* start GIVEN PASSAGE *
The ingredient that allowed the realization of the revolutionary mission was revolutionary class consciousness.9 Through it, mankind's pre-history would end and its real history could begin. According to the young Marx, the revolutionary intellectuals were those who created the doctrine, but the proletarians were not perceived as an amorphous mass into which a self-appointed group of teachers had the duty of injecting the consciousness of the historical truth. Nevertheless, Karl Marx's Eleventh Thesis on Feuerbach best expressed the revolutionary mission of critical thinking: “The philosophers have only interpreted the world, in various ways; the point, however, is to change it.”10 With the rubble of the past cleared away, the chosen agent of history would point the way to a new society that would bring about the complete fulfillment of the human spirit.
* end GIVEN PASSAGE *
* start DATA EXTRACT *
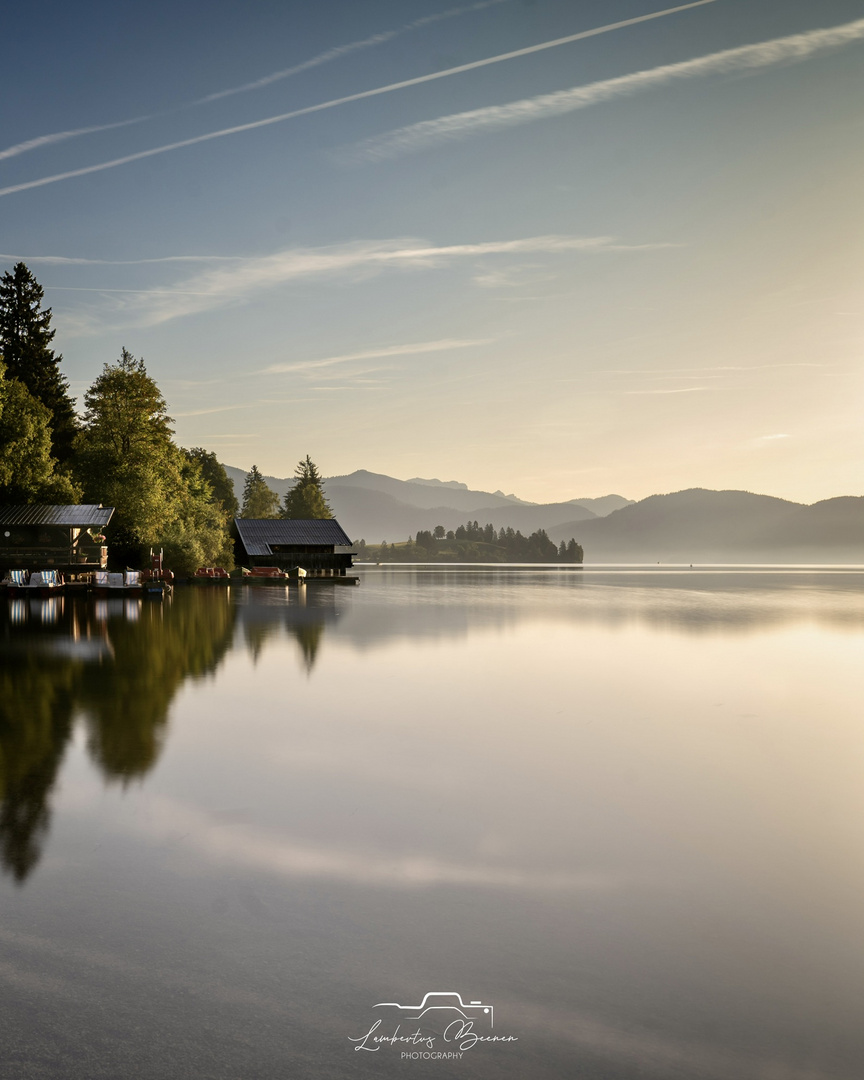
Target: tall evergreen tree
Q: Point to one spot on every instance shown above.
* end DATA EXTRACT *
DO THIS
Write out, word for word, the part of the passage on revolutionary class consciousness that opens with the words containing "The ingredient that" and closes with "the human spirit.". The material above has no connection to the passage on revolutionary class consciousness.

PROBLEM SOLUTION
The ingredient that allowed the realization of the revolutionary mission was revolutionary class consciousness.9 Through it, mankind's pre-history would end and its real history could begin. According to the young Marx, the revolutionary intellectuals were those who created the doctrine, but the proletarians were not perceived as an amorphous mass into which a self-appointed group of teachers had the duty of injecting the consciousness of the historical truth. Nevertheless, Karl Marx's Eleventh Thesis on Feuerbach best expressed the revolutionary mission of critical thinking: “The philosophers have only interpreted the world, in various ways; the point, however, is to change it.”10 With the rubble of the past cleared away, the chosen agent of history would point the way to a new society that would bring about the complete fulfillment of the human spirit.